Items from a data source
============

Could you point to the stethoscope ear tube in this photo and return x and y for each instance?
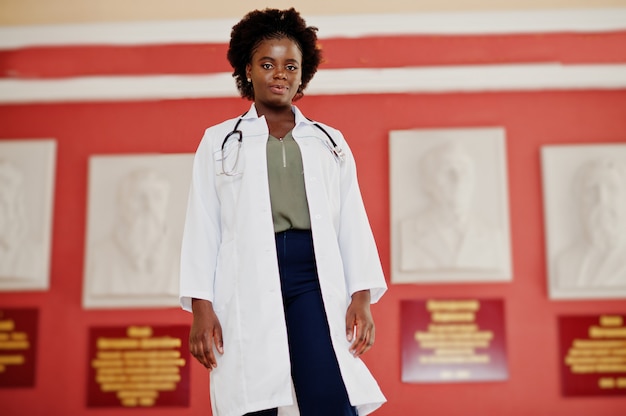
(337, 151)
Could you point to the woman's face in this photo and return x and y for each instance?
(276, 72)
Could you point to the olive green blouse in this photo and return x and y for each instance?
(286, 179)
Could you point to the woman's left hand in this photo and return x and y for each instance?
(360, 329)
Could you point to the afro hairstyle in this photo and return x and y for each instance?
(260, 25)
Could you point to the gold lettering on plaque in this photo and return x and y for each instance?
(137, 368)
(453, 336)
(11, 340)
(599, 355)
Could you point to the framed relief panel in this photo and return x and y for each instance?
(27, 172)
(449, 206)
(135, 219)
(584, 190)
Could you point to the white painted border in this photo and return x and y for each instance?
(443, 79)
(351, 26)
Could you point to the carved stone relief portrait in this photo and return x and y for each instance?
(27, 171)
(585, 213)
(136, 212)
(449, 209)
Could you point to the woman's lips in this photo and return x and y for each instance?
(278, 89)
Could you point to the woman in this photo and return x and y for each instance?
(279, 265)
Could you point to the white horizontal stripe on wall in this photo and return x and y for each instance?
(444, 79)
(352, 26)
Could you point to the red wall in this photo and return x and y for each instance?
(531, 119)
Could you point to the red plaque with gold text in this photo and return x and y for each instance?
(593, 355)
(138, 366)
(18, 347)
(453, 340)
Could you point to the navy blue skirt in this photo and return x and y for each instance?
(316, 377)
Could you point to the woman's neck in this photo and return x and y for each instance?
(279, 120)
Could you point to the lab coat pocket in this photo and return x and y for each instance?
(225, 276)
(229, 159)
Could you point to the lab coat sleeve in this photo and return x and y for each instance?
(201, 236)
(359, 253)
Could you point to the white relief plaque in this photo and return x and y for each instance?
(584, 189)
(27, 172)
(449, 206)
(136, 210)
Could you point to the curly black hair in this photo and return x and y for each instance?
(260, 25)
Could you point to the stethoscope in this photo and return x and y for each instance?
(337, 151)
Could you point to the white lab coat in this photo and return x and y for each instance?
(229, 257)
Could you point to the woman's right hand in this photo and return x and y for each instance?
(206, 333)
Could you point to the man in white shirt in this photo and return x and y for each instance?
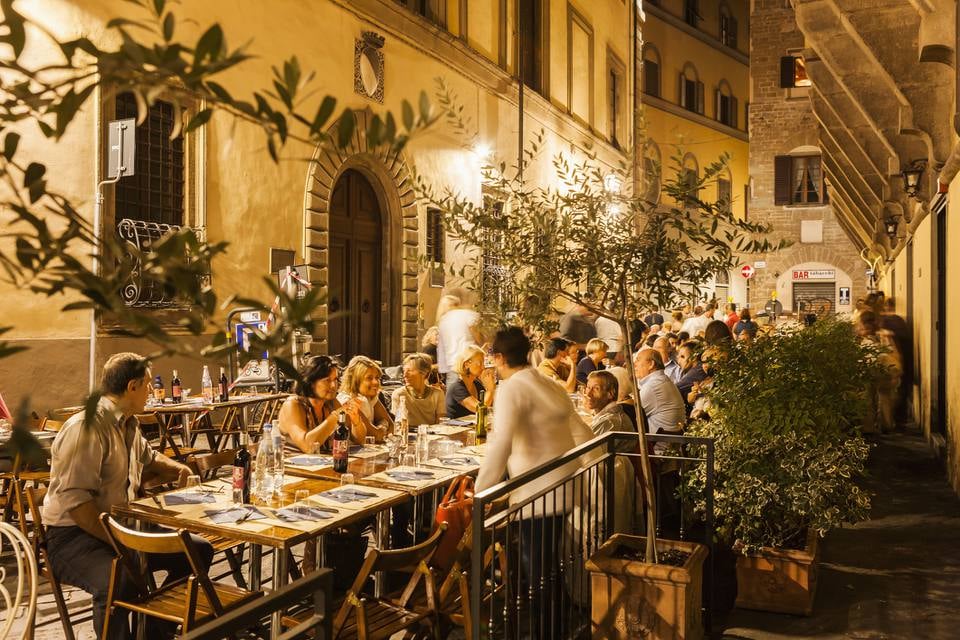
(698, 324)
(534, 422)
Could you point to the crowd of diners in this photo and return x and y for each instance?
(546, 398)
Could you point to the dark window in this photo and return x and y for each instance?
(793, 72)
(616, 88)
(724, 194)
(798, 180)
(531, 44)
(728, 30)
(691, 94)
(429, 9)
(436, 249)
(155, 193)
(691, 12)
(726, 109)
(651, 77)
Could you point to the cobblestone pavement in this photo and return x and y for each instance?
(896, 575)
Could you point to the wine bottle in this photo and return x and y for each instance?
(176, 388)
(341, 445)
(241, 471)
(224, 386)
(206, 385)
(481, 415)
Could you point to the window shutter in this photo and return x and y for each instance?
(782, 166)
(787, 71)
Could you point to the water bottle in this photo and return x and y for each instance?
(263, 476)
(278, 463)
(423, 444)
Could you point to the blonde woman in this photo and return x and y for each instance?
(361, 384)
(463, 395)
(425, 404)
(593, 361)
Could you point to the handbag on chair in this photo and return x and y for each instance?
(456, 510)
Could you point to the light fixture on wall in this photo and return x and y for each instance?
(890, 224)
(912, 177)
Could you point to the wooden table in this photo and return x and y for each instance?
(281, 538)
(192, 414)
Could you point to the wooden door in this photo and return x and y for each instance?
(355, 268)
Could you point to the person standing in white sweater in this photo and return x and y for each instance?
(534, 422)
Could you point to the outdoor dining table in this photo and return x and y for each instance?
(193, 410)
(168, 510)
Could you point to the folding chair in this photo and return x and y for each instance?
(188, 601)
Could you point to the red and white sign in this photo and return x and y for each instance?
(814, 274)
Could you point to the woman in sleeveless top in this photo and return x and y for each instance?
(310, 416)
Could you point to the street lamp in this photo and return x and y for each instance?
(912, 176)
(890, 224)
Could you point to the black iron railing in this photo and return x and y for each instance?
(533, 534)
(252, 619)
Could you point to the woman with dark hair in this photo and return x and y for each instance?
(309, 417)
(717, 333)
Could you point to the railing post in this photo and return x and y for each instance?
(476, 569)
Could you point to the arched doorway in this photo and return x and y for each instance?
(355, 268)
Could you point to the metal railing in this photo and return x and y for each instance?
(528, 556)
(248, 621)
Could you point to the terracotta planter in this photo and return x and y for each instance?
(779, 580)
(632, 599)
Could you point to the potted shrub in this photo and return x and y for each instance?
(788, 455)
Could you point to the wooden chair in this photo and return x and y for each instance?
(188, 601)
(34, 499)
(368, 618)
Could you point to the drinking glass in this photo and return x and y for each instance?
(193, 484)
(300, 497)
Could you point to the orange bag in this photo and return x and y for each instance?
(456, 510)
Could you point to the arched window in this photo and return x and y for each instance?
(726, 104)
(691, 180)
(651, 172)
(690, 89)
(651, 70)
(728, 26)
(725, 190)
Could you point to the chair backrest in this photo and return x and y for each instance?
(124, 539)
(208, 463)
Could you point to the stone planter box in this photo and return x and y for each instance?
(632, 599)
(778, 580)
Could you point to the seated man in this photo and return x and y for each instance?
(607, 414)
(557, 364)
(659, 398)
(96, 466)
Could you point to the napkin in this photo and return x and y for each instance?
(310, 461)
(302, 513)
(233, 514)
(347, 494)
(175, 499)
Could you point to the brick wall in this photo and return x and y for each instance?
(778, 124)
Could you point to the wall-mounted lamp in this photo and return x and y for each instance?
(912, 176)
(890, 224)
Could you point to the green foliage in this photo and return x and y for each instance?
(788, 455)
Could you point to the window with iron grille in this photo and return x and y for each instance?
(156, 192)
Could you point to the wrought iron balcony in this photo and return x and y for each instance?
(142, 291)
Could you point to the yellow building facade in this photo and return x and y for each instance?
(694, 94)
(351, 218)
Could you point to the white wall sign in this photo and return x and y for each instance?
(814, 274)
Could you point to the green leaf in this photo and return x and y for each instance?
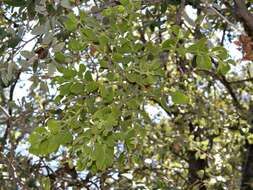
(77, 88)
(204, 62)
(89, 34)
(91, 86)
(53, 126)
(59, 57)
(179, 98)
(16, 3)
(76, 45)
(71, 23)
(223, 68)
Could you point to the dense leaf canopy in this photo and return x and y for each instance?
(126, 94)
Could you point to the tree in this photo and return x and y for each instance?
(98, 71)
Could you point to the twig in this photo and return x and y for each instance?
(5, 112)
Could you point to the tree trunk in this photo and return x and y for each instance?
(196, 165)
(247, 171)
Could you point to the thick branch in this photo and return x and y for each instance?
(244, 16)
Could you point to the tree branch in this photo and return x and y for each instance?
(244, 16)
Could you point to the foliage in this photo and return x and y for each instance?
(95, 67)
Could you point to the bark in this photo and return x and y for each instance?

============

WHAT YOU NEED TO DO
Output the records above exactly; leave out the pictures.

FINISHED TASK
Could you point to the stethoscope ear tube in this photo and return x and y for each instance?
(337, 151)
Could you point to the woman's face in this photo and return x and y for each instance?
(276, 72)
Could you point to the olive green blouse in this photo and return x and y for each instance?
(286, 179)
Could you point to the woman's left hand in this photo and return x and y for each instance?
(360, 329)
Could you point to the afro hairstyle in this photo and return x and y for each instance?
(260, 25)
Could you point to the gold lettering on plaque in this photo and return x and y for each instance?
(137, 368)
(453, 336)
(11, 340)
(599, 355)
Could you point to the framed relief panel in this photo and return x and y for each instance?
(27, 172)
(449, 206)
(135, 219)
(584, 190)
Could you point to the white painted border in this photo and return x and y for each instance?
(443, 79)
(351, 26)
Could you point to the carved stone relief portrait in this photo and return x and y for each instance?
(27, 171)
(585, 213)
(136, 212)
(449, 209)
Could you point to the woman's lips in this photo and return x and y for each instance?
(278, 89)
Could you point to the woman in this photo and return x and y for each instance?
(279, 265)
Could you point to the white horizontal stripe on wall in this photo and return x and y for each instance?
(444, 79)
(352, 26)
Could you point to the red wall in this photo and return x and y for each instance?
(531, 119)
Could you point to the red plaque with gold text in this photo and return x and y for each instance?
(593, 355)
(138, 366)
(18, 347)
(453, 340)
Could you point to the navy blue skirt in this photo and return x and y for each instance?
(316, 377)
Could you point to the woman's neck in this photo and return x and y for each instance?
(279, 120)
Could you point to the lab coat pocket in this photo and return x and y for each instance?
(225, 276)
(229, 159)
Could you point to the lab coat sleeve in this photo and return x and y for each instance?
(201, 236)
(359, 253)
Could you point to the white relief plaque in this photo and return x and y for each instance?
(584, 189)
(27, 172)
(449, 206)
(136, 210)
Could you point to the curly black hair in this photo and return x and y for each instance?
(260, 25)
Could you point to the stethoscope in this photo and return x and y for each instance?
(337, 151)
Could you point to the white lab coat in this photo and return x and y for each instance?
(229, 257)
Could you point to the woman's right hand in this photo and return x and y for each instance?
(206, 333)
Could you point to the man in white shirt in this photo and return x and y for each instance?
(698, 324)
(534, 422)
Could you point to the crowd of diners in this photo and return x and y for each instance?
(546, 398)
Could you point to the dark window in this photo and return x and y for each instance?
(793, 72)
(616, 88)
(724, 194)
(798, 180)
(531, 44)
(728, 30)
(691, 94)
(429, 9)
(436, 249)
(155, 193)
(691, 12)
(726, 109)
(651, 77)
Could you point to the cobblestone pavement in this photo and return x and y for each instance?
(896, 575)
Could you point to the wine bottle in this photo and return x and y for each instance?
(176, 388)
(341, 445)
(241, 471)
(224, 386)
(206, 385)
(481, 415)
Could you point to the window shutter in this photo and return x and y for each instance?
(782, 166)
(787, 71)
Could you point to the water bottle in this photo and return x and y for each instance?
(263, 476)
(278, 463)
(423, 444)
Could you point to the blonde woman in this photo and return x and y for each instance?
(361, 384)
(463, 395)
(425, 404)
(593, 361)
Could you point to the handbag on chair in this photo and return x and y for each instance?
(456, 510)
Could you point to the light fixture on wall in this photo and return x and y for each instance?
(890, 224)
(912, 177)
Could you point to the wooden table in this photo and return x and y for each instance?
(281, 538)
(192, 414)
Could you point to the wooden door in this photo and return x and y for each instance?
(355, 268)
Could you point to the person standing in white sweater in this photo and return x and y for each instance?
(534, 422)
Could you point to the outdoor dining table in this photo and return x and y for each instance?
(193, 410)
(168, 510)
Could you point to the folding chair in this photo and return x and y for each instance?
(188, 601)
Could you point to the red and white sign in this photo and return x and y for each instance?
(814, 274)
Could you point to the woman in sleeveless top in this photo and return x and y for each instance?
(310, 416)
Could you point to the street lamp in this photo and return x and y for each instance?
(912, 176)
(890, 224)
Could you point to the black iron railing in this photo and return x and y for each instance?
(533, 534)
(252, 619)
Could you point to the woman with dark hair in this photo and return x and y for each instance?
(309, 417)
(717, 333)
Could you point to the railing post in this photo and return x and y for each instance?
(476, 569)
Could you point to the arched doorway in this photo and return x and y for each instance?
(355, 268)
Could you point to the metal railing in this photo and return x and y for each instance?
(528, 556)
(248, 621)
Could you point to the terracotta planter in this photo and return x and y for each instance?
(779, 580)
(632, 599)
Could you point to the potted shrub in this photo and return x and y for each instance?
(788, 455)
Could you point to the wooden chair in this photo and return x and y for each instance?
(188, 601)
(34, 499)
(368, 618)
Could you point to the drinking glass in this photo and return x and y for each instance?
(193, 484)
(300, 497)
Could you point to the orange bag in this photo and return x and y for each instance?
(456, 510)
Could you point to the arched window in this photo and return x and y for each instance?
(726, 104)
(691, 180)
(651, 172)
(690, 89)
(651, 70)
(728, 26)
(725, 190)
Could you point to the chair backrest in this photo and return x and y for each instance?
(124, 539)
(208, 463)
Could you point to the stone planter box in this photo and return x and y for each instance?
(632, 599)
(778, 580)
Could you point to the seated man in this photo and return x and y for each instance?
(607, 414)
(557, 364)
(659, 398)
(96, 466)
Could you point to the napkin in this photo and return x and y for each instance?
(310, 461)
(302, 513)
(233, 514)
(347, 494)
(175, 499)
Could you point to the brick wall in this photo and return x and y for each instance?
(778, 124)
Could you point to the wall-mounted lamp in this photo and return x and y for each instance?
(912, 176)
(890, 224)
Could you point to the green foliage in this photo and return x and y for each instance?
(788, 455)
Could you point to the window with iron grille in this photo and return x and y for each instance?
(156, 192)
Could you point to the wrought iron balcony in this photo and return x and y for each instance?
(142, 291)
Could you point to the yellow building facade in this photo and return x and y for each instance?
(694, 94)
(351, 218)
Could you point to the white wall sign in this photo and return x and y for each instance?
(814, 274)
Could you point to the green leaf in this photo and return x and y for each instance?
(77, 88)
(204, 62)
(89, 34)
(91, 86)
(53, 126)
(59, 57)
(179, 98)
(16, 3)
(76, 45)
(71, 23)
(223, 68)
Could you point to the dense leaf canopy in this photo and return x and y for each instance?
(126, 94)
Could you point to the tree in this photo and return x and y for each instance?
(98, 71)
Could you point to the twig in this photo and return x and y for each instance?
(5, 112)
Could you point to the tree trunk in this photo and return x and y for each instance?
(196, 165)
(247, 171)
Could you point to the thick branch in this photo and return x and y for each instance?
(244, 16)
Could you point to the tree branch in this photo and return x and y for each instance?
(244, 16)
Could you point to the foliage in this photo and return x and y for each instance?
(95, 67)
Could you point to the bark in this photo and return x and y for each instance?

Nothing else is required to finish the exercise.